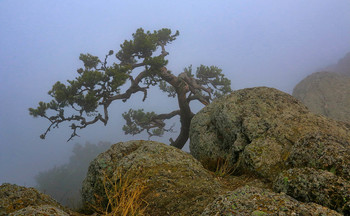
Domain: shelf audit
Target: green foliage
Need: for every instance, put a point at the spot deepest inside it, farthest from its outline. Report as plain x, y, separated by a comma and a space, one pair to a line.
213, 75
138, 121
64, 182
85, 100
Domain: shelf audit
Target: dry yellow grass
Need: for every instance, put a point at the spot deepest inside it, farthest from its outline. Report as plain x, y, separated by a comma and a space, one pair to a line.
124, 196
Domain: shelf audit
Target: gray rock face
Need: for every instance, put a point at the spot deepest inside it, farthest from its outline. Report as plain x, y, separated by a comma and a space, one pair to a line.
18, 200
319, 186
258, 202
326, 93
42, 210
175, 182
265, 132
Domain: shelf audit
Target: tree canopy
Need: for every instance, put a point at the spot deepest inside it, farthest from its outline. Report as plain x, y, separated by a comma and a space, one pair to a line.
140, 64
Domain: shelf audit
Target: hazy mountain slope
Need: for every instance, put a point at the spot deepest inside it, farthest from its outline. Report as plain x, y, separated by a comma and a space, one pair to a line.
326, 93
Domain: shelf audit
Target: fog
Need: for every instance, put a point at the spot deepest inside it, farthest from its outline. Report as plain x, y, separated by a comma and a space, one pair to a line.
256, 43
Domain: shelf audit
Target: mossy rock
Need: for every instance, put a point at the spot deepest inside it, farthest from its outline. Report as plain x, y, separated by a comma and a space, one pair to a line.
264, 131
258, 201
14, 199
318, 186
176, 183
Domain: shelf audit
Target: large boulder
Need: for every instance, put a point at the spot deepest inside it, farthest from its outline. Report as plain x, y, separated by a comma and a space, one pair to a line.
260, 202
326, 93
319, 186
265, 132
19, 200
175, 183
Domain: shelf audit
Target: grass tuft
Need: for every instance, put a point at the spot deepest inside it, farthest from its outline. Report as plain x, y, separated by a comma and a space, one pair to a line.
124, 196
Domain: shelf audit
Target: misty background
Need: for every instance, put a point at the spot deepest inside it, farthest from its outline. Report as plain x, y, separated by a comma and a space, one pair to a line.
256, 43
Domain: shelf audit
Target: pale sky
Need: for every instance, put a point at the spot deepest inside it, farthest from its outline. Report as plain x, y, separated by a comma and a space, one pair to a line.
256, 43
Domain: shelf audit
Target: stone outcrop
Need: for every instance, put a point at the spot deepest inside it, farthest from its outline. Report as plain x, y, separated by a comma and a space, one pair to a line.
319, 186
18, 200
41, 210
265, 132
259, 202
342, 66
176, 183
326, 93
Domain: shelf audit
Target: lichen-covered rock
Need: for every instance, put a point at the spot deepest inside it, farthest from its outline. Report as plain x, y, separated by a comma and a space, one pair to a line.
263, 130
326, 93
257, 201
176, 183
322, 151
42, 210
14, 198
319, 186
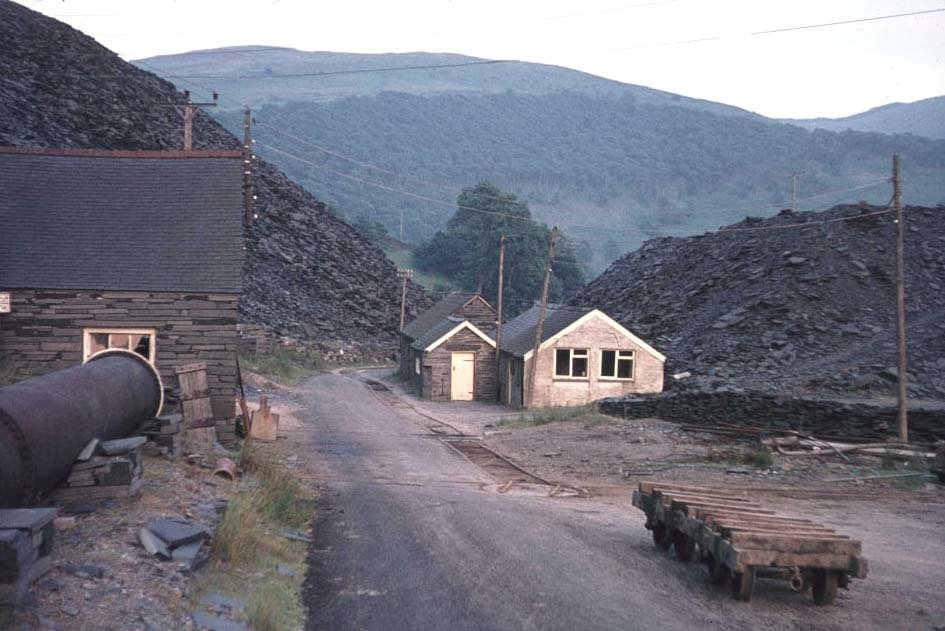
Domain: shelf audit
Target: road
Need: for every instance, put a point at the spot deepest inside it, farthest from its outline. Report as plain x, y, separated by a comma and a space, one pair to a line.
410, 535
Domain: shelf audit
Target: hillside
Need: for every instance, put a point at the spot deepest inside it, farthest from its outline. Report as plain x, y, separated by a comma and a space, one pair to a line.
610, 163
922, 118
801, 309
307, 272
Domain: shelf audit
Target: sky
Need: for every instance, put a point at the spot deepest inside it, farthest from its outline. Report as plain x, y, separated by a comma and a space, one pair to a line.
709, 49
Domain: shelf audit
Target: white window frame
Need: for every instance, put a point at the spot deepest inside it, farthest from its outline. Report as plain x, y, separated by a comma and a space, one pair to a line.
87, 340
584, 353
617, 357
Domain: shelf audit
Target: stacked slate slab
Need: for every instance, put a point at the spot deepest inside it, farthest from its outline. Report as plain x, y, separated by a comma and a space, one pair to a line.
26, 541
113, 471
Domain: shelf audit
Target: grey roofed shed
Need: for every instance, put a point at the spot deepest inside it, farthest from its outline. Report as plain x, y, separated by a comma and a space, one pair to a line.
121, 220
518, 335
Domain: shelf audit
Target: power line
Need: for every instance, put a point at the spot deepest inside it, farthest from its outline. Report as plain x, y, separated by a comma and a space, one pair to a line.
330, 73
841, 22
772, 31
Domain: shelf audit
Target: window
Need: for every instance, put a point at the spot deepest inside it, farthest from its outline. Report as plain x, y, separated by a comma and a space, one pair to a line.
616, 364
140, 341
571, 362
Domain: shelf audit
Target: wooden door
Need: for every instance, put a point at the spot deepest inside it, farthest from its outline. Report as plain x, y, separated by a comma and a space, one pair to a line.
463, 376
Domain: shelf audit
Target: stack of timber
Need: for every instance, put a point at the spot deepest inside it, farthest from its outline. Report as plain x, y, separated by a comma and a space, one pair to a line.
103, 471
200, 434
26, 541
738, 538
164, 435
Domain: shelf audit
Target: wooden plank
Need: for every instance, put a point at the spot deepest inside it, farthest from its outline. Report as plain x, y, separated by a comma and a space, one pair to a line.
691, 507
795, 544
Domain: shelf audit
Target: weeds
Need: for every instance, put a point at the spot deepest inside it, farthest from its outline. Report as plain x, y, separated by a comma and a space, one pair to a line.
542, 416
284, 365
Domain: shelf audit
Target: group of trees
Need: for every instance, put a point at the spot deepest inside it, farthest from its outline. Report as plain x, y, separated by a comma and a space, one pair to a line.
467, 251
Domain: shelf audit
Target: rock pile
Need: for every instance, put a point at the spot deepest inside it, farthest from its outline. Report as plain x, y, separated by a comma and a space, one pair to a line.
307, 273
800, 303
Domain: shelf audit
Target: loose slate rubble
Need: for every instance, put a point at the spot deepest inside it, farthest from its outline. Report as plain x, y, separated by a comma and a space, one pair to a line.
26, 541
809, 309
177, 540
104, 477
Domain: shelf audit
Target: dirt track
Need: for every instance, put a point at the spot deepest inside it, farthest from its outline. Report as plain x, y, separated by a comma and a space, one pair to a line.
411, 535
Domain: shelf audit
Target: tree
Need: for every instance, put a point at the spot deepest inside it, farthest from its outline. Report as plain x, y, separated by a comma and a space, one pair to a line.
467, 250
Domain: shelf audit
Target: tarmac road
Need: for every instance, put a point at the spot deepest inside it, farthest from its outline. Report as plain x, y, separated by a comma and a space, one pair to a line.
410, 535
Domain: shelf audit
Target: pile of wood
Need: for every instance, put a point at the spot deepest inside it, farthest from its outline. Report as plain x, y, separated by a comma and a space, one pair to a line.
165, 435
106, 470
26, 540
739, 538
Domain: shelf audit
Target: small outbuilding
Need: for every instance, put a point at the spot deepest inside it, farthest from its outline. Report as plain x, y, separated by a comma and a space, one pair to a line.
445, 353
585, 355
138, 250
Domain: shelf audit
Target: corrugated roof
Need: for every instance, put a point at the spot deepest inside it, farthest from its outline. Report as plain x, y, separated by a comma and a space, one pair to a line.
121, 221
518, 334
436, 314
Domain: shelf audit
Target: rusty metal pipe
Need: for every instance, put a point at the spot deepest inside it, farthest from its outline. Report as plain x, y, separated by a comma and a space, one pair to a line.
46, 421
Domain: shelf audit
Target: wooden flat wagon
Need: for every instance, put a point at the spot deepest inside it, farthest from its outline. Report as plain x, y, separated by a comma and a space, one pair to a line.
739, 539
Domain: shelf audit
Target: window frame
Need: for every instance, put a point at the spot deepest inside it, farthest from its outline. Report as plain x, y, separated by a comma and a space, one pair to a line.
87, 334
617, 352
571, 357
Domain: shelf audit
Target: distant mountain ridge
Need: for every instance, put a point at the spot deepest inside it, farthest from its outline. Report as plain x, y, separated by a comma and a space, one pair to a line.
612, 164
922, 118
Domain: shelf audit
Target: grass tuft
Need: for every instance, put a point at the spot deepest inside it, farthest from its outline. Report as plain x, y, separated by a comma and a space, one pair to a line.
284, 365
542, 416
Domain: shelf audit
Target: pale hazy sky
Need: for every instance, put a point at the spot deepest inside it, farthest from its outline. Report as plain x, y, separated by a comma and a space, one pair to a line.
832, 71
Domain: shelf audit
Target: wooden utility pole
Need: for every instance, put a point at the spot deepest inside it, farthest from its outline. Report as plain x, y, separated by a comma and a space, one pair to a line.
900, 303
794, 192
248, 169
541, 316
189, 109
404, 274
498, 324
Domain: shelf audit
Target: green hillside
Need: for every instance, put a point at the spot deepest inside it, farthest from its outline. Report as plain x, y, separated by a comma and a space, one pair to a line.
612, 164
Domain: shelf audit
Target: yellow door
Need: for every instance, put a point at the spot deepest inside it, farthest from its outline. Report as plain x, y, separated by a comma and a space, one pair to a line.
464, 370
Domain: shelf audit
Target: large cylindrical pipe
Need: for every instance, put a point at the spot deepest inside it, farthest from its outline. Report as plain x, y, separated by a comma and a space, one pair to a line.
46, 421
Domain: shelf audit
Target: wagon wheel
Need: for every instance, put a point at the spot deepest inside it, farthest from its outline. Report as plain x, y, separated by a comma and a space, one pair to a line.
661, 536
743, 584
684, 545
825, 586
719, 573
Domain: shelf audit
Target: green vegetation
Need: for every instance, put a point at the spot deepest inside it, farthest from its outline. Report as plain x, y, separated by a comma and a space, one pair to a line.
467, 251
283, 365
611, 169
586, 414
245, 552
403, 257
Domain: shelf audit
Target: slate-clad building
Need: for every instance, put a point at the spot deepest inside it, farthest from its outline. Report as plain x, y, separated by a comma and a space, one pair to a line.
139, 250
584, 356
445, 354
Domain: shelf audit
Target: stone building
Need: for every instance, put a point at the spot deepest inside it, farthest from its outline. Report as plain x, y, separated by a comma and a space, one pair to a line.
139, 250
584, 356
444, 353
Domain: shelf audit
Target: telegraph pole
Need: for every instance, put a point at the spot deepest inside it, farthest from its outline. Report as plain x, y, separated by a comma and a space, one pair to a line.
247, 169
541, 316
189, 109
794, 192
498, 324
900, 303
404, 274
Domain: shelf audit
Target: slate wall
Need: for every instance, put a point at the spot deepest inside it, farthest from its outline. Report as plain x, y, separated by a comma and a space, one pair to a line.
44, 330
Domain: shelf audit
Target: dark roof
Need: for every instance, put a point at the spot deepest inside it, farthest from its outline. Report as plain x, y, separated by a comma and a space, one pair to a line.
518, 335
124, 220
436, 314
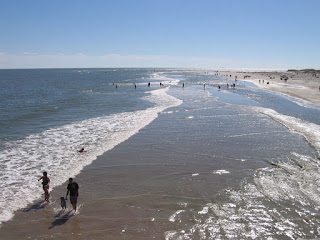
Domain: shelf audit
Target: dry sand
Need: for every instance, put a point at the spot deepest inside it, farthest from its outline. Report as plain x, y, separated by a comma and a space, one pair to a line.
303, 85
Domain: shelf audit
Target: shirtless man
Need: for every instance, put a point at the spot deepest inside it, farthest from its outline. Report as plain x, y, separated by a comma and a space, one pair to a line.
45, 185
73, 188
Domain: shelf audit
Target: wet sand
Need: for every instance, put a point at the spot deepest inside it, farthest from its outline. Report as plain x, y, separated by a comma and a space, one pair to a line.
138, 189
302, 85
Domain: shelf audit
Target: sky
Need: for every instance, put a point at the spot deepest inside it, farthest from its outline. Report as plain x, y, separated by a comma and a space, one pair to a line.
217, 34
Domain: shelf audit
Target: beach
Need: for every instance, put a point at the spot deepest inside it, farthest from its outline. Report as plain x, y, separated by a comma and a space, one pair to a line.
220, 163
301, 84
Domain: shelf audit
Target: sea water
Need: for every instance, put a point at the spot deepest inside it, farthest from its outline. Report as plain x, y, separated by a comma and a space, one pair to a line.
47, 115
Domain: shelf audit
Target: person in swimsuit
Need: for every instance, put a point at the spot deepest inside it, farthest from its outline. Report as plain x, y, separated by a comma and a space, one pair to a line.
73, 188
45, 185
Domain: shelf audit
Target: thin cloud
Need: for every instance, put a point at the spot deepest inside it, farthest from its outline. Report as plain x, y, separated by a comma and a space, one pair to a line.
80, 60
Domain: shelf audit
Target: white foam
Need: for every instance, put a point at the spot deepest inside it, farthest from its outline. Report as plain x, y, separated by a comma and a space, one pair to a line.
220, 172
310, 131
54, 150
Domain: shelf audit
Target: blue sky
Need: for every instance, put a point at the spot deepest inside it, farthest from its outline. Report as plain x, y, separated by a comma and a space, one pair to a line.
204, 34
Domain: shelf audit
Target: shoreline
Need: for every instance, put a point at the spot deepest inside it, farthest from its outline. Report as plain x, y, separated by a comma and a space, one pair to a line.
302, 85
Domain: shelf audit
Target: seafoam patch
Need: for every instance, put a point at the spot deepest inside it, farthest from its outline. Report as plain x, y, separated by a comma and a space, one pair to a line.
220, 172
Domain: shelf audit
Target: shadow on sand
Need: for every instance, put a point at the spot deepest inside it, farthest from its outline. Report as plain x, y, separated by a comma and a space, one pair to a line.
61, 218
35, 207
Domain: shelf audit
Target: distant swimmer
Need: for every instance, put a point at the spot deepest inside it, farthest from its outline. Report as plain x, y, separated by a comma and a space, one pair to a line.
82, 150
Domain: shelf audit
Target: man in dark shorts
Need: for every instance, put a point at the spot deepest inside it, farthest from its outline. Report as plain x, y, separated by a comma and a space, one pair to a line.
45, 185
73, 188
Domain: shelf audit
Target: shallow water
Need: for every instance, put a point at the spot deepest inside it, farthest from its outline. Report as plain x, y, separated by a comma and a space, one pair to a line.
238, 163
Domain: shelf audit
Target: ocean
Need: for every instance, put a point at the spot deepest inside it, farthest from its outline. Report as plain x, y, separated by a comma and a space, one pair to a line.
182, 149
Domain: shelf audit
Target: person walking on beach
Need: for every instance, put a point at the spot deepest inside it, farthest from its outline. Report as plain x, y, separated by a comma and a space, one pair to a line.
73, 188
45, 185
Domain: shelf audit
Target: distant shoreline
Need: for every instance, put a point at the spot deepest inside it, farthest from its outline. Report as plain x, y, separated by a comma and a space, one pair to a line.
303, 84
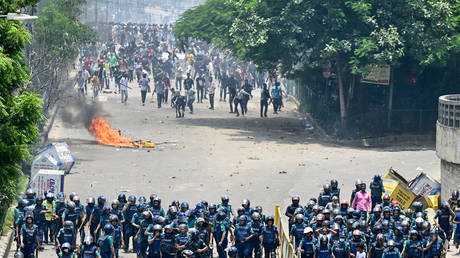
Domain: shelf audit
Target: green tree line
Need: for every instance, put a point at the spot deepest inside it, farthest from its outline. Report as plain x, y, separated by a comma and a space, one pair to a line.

-- What you have to do --
Select every line in the data above that contains the string "window".

-- Reply to the task --
Target: white window frame
Target: window
Target: window frame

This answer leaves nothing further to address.